*** DATA IN THIS EXERCISE ***
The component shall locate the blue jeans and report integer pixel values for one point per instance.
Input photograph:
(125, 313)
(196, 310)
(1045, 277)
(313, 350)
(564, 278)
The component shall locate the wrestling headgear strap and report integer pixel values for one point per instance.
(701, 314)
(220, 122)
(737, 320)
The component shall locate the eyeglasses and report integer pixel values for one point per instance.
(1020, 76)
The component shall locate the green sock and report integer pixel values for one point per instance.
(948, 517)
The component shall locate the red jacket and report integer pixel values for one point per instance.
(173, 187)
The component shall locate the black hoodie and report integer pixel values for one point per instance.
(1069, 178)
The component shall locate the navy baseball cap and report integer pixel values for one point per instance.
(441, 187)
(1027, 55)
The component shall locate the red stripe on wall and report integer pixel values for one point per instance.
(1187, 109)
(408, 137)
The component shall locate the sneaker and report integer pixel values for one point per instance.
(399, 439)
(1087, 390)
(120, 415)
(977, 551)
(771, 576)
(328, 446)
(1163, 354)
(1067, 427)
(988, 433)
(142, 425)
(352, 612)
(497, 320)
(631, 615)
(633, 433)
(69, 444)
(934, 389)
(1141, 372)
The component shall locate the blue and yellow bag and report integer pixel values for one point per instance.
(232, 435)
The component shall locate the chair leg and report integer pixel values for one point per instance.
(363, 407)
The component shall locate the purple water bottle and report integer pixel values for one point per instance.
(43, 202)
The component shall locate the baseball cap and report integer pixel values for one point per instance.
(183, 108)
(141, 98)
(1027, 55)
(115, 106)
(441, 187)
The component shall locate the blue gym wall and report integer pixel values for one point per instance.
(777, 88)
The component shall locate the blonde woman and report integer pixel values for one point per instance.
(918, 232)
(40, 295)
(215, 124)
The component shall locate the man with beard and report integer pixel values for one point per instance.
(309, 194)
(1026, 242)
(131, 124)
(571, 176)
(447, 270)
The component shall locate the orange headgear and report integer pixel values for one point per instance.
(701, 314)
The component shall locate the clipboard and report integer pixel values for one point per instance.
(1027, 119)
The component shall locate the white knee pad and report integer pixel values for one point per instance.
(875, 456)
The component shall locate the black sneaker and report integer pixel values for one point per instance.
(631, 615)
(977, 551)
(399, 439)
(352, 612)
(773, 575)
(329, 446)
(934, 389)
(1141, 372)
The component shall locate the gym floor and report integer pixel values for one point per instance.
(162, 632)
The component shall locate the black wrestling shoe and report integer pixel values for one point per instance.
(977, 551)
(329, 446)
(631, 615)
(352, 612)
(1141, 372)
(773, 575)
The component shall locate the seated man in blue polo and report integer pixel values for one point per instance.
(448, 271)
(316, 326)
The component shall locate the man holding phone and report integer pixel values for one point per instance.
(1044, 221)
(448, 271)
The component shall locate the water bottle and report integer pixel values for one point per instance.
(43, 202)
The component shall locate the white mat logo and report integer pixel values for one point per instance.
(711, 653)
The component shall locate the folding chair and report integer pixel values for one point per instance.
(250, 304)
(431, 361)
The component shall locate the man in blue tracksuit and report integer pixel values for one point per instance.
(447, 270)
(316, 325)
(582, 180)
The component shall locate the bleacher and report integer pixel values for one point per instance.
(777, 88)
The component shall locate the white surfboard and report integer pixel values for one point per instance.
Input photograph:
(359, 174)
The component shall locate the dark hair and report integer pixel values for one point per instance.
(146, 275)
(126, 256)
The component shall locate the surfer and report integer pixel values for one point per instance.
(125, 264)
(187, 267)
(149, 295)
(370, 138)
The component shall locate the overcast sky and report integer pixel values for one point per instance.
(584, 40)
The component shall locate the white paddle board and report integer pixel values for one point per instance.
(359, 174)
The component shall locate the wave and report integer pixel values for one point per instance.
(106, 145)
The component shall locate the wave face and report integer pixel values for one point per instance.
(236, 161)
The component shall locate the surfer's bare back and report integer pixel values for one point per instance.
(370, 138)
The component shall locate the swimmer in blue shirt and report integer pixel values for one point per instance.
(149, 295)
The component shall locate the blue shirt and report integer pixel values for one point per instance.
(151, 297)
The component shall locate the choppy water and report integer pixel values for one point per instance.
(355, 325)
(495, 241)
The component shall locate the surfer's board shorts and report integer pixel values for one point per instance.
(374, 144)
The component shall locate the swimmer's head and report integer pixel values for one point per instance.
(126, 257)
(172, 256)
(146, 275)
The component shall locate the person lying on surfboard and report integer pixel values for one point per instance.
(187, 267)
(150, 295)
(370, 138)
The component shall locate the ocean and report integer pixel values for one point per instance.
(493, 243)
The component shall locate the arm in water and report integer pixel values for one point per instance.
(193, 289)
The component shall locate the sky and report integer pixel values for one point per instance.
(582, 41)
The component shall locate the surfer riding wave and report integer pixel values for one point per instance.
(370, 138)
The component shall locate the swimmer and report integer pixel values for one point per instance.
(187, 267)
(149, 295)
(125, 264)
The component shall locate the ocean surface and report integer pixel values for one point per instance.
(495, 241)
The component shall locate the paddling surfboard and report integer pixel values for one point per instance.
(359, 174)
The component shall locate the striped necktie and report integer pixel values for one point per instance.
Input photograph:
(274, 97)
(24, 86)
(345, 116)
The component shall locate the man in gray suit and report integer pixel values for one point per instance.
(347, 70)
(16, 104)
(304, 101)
*** End of DATA IN THIS EXERCISE ***
● **WORK TO BE COMPLETED**
Each record above should be output again exactly.

● **THE COMPLETED TASK**
The component shall locate the blue jeans and report integer pixel values for one point per instance.
Input photograph:
(125, 313)
(196, 310)
(1045, 277)
(313, 350)
(564, 278)
The component shall locate the wrestling headgear strap and report integer pixel values for one point per instance.
(701, 314)
(220, 122)
(737, 320)
The component shall locate the eyeglasses and report integer pixel values for one point per instance.
(1020, 76)
The component shall locate the green sock and report integer pixel values for one point per instance.
(948, 517)
The component shall locate the red jacket and report integer pixel values for one point per instance.
(173, 187)
The component shall locate the black hoodie and report integer pixel values for one point per instance.
(1069, 178)
The component shall locate the navy baseball cap and report integer pixel values for one point per instance.
(441, 187)
(1027, 55)
The component shall locate the red stripe on wall and report integer pixel values for one point per instance.
(1187, 109)
(408, 137)
The component shall locate the sneaker and report integer pixel values for one point per instance.
(399, 439)
(1087, 390)
(120, 415)
(977, 551)
(771, 576)
(328, 446)
(1163, 354)
(1067, 427)
(988, 433)
(142, 425)
(352, 612)
(497, 320)
(631, 615)
(633, 433)
(69, 444)
(934, 389)
(1141, 372)
The component shall locate the blue and yellow bag and report integer pixel values for one point per instance.
(232, 435)
The component shall locate the chair leg and report integer pixel values for one point per instance.
(363, 407)
The component shall locate the purple water bottle and report integer pixel values for one point per instance.
(43, 202)
The component shall locate the baseball cap and report integer pixel values for one point per instance.
(183, 108)
(141, 98)
(1027, 55)
(115, 106)
(441, 187)
The component shall locate the blue gym wall and report integer pixel values for one point per instance.
(777, 88)
The component shall locate the blonde woman and report integer pixel values for one point per instance.
(918, 232)
(40, 295)
(215, 124)
The component shall locate the man with beard and report integer pixel values for one point per instance.
(309, 194)
(1026, 242)
(131, 124)
(571, 176)
(447, 270)
The component shall locate the orange headgear and report integer pixel values for one point per instance.
(701, 314)
The component shall locate the clipboard and report integer pixel values for one point per instance.
(1027, 119)
The component shall locate the white knee pad and report integer pixel values for one point per instance.
(875, 456)
The component shall locate the black sneaker and report integer pixel values for one point per instance.
(631, 615)
(977, 551)
(399, 439)
(352, 612)
(773, 575)
(329, 446)
(934, 389)
(1141, 372)
The component shall locate the gym floor and report integer pixel values for one point per instance.
(162, 632)
The component shall locate the black wrestling shoe and report integer pixel values for one point per instance.
(977, 551)
(329, 446)
(631, 615)
(352, 612)
(1141, 372)
(773, 575)
The component shall locate the seated man in blue polo and report integer pixel values for one point per instance.
(448, 271)
(316, 326)
The component shall locate the man holding phone and report integer pixel values for one point per instance.
(1044, 221)
(448, 271)
The component shall locate the water bottle and report integer pixel values for one point per instance.
(43, 202)
The component shall locate the white mat logo and report integer pixel values for one point per instance.
(711, 653)
The component shall locate the folding chair and report integer pixel values for one point per instance.
(250, 304)
(431, 361)
The component shall locate the man in blue tracksuit and report integer pixel values for one point per instance.
(447, 270)
(316, 325)
(582, 180)
The component shall locate the bleacher and report integer pixel values for one point per instance.
(777, 88)
The component shall locate the white surfboard and report integer pixel values for one point per instance.
Input photograph:
(359, 174)
The component shall locate the dark hair and report integer pixel values for one point per instance.
(146, 275)
(126, 256)
The component shall locate the surfer and report integer pixel values for one point per instance.
(125, 264)
(187, 267)
(149, 295)
(370, 138)
The component shall locate the overcast sky and report integer pixel values for one point per instance.
(584, 40)
The component shall locate the white paddle board and report integer pixel values for one point per instance.
(359, 174)
The component shall locate the wave and report integer pixel values for one point per instance.
(106, 145)
The component shall locate the wave face and report integer pixel values for one point per instance.
(236, 161)
The component shall locate the surfer's bare back and report integer pixel values for one point per instance.
(370, 138)
The component shall locate the swimmer in blue shirt and report integer pixel values for one point per instance.
(149, 295)
The component shall locate the blue shirt and report integer pixel values for one point per instance.
(151, 297)
The component shall locate the choppy water and report integer pixel values for one point per instance.
(355, 325)
(495, 241)
The component shall locate the surfer's board shorts and report integer pixel values for one point per instance.
(374, 144)
The component shall locate the swimmer's head and report integer pixel values for one point per instance.
(126, 257)
(172, 256)
(146, 275)
The component shall locate the person lying on surfboard and report integer pixel values for one point per instance.
(187, 267)
(150, 295)
(370, 138)
The component shall locate the ocean and report integer pixel values for one point per instance.
(493, 243)
The component shall locate the arm in water and report integer pixel values for one point per instance.
(193, 289)
The component shall locate the sky and report integer pixel values for one point per instance.
(582, 41)
The component shall locate the surfer riding wave and report integer pixel values for one point per instance.
(370, 138)
The component shall locate the swimmer and report integer pixel values for one point per instance.
(187, 267)
(149, 295)
(125, 264)
The component shall locate the ocean surface and report integer pixel values for one point per instance.
(495, 241)
The component shall locate the paddling surfboard and report integer pixel values for one point per instance.
(359, 174)
The component shall locate the striped necktie and report integer pixel values for one point per instance.
Input photograph:
(274, 97)
(24, 86)
(345, 116)
The component shall locate the man in gray suit and report integer pixel values for one point per instance.
(347, 70)
(16, 104)
(304, 101)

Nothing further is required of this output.